WRITTEN PROBLEM >> Convert the data from the line containing "Exercise. Point to the rear window" through the end of the data into a numbered list, leaving out any blank lines.

** start of SUPPLIED RECORDS **

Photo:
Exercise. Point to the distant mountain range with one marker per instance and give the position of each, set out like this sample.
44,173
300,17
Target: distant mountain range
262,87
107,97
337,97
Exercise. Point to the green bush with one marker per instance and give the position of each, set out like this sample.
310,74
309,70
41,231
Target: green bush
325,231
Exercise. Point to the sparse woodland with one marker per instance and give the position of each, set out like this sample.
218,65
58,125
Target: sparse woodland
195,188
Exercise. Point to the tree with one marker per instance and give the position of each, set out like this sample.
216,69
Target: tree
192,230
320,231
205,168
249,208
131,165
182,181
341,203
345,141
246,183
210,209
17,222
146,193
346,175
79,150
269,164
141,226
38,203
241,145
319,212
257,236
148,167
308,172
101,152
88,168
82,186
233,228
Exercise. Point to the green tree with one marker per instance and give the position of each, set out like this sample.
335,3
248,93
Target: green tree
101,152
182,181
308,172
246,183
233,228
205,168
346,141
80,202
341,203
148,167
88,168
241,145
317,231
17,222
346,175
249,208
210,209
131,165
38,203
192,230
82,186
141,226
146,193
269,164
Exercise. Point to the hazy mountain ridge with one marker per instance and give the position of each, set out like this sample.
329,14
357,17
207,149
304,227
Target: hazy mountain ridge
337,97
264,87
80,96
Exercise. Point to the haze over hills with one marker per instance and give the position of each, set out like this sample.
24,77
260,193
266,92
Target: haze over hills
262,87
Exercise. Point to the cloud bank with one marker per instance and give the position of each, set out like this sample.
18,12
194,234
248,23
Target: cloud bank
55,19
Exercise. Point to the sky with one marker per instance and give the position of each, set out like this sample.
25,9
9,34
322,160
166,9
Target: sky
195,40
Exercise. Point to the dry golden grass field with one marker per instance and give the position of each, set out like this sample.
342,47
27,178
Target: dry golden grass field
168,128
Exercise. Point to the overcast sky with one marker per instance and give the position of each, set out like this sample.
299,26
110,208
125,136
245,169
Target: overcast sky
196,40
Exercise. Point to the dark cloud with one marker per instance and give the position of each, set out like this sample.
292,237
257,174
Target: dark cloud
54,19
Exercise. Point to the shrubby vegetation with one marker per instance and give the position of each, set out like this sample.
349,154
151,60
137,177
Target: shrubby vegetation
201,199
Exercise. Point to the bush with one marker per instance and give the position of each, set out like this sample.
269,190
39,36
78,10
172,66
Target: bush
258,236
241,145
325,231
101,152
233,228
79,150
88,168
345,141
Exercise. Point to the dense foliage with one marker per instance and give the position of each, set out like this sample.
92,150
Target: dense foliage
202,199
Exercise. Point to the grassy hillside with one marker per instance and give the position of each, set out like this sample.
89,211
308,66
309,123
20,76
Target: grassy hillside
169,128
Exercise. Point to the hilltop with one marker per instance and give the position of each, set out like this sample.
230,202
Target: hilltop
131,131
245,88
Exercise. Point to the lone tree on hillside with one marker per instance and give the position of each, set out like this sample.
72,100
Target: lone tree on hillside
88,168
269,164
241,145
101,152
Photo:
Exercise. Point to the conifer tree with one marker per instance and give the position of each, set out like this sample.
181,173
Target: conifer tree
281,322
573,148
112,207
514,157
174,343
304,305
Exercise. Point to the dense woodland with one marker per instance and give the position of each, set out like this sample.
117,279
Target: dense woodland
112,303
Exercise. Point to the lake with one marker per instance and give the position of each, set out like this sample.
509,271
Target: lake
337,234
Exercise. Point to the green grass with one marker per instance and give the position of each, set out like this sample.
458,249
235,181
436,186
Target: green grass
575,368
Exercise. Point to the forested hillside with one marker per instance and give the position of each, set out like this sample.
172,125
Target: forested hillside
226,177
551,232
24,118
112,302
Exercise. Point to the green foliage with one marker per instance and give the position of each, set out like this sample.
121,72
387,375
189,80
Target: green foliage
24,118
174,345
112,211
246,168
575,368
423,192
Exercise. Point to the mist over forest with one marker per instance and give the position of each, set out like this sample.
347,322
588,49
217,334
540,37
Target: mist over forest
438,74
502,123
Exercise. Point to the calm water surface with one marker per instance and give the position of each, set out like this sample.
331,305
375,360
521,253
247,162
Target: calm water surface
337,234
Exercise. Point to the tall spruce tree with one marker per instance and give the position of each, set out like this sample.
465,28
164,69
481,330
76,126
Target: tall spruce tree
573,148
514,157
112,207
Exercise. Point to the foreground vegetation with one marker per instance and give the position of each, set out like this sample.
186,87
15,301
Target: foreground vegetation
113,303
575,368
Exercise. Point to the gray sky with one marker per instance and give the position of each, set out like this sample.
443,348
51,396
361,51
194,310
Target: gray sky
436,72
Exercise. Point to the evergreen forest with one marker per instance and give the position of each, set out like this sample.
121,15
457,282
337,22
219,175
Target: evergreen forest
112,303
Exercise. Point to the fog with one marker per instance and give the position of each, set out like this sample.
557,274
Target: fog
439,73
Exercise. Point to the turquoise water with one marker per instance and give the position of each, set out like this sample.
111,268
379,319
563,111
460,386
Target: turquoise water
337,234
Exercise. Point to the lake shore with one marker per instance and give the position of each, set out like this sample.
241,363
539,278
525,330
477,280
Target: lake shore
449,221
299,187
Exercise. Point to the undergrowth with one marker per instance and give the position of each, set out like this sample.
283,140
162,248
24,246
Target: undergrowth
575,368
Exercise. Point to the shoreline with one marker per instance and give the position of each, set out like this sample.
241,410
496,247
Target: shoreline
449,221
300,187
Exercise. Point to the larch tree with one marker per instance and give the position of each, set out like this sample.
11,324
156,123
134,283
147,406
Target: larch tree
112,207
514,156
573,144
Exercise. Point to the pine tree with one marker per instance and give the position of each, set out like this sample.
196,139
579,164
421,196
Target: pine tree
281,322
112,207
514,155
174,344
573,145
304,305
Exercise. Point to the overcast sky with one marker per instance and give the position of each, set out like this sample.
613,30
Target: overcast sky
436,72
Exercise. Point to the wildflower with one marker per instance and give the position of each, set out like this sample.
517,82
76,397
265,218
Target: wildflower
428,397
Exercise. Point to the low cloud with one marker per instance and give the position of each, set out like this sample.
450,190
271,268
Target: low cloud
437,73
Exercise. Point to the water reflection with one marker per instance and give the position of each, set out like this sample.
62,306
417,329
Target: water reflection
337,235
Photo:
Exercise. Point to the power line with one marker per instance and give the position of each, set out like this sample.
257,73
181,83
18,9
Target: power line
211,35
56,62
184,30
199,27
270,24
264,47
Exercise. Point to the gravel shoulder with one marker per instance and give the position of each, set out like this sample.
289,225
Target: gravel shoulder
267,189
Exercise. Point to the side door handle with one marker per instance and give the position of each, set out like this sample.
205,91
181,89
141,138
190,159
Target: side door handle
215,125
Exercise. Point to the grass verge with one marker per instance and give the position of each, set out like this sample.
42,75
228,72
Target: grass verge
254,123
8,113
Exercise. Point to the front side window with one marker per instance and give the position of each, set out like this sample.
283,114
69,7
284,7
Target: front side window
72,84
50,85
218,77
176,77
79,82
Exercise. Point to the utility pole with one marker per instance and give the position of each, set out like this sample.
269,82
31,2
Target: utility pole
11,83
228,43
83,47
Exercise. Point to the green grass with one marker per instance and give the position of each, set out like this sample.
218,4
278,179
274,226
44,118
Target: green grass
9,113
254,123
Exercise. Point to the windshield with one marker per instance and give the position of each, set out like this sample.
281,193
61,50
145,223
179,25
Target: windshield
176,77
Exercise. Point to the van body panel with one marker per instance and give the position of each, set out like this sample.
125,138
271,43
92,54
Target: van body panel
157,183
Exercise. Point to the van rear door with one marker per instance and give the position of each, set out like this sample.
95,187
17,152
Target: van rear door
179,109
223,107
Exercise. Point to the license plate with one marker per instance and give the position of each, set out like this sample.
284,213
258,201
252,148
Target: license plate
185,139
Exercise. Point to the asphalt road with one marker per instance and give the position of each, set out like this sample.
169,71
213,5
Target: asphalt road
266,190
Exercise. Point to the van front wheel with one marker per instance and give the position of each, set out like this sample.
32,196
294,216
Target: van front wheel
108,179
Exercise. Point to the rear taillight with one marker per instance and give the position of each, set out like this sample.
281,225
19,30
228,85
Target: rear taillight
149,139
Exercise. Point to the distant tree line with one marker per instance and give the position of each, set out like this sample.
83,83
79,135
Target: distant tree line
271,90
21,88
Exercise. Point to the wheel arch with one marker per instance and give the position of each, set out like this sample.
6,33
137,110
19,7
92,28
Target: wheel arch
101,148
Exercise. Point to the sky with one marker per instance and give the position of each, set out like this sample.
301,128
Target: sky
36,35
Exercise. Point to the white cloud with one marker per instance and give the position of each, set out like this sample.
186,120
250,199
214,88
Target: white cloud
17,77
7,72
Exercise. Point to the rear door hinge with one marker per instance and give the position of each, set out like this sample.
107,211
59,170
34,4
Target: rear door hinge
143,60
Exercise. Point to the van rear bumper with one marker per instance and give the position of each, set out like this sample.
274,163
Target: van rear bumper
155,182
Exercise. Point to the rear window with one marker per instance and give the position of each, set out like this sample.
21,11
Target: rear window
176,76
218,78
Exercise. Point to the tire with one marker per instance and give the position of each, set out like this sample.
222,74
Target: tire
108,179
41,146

** end of SUPPLIED RECORDS **

THE ANSWER >>
1. Exercise. Point to the rear window with one marker per instance and give the position of each, set out like this sample.
2. 21,11
3. Target: rear window
4. 176,76
5. 218,78
6. Exercise. Point to the tire with one marker per instance and give the position of each, set out like this sample.
7. 222,74
8. Target: tire
9. 108,179
10. 41,146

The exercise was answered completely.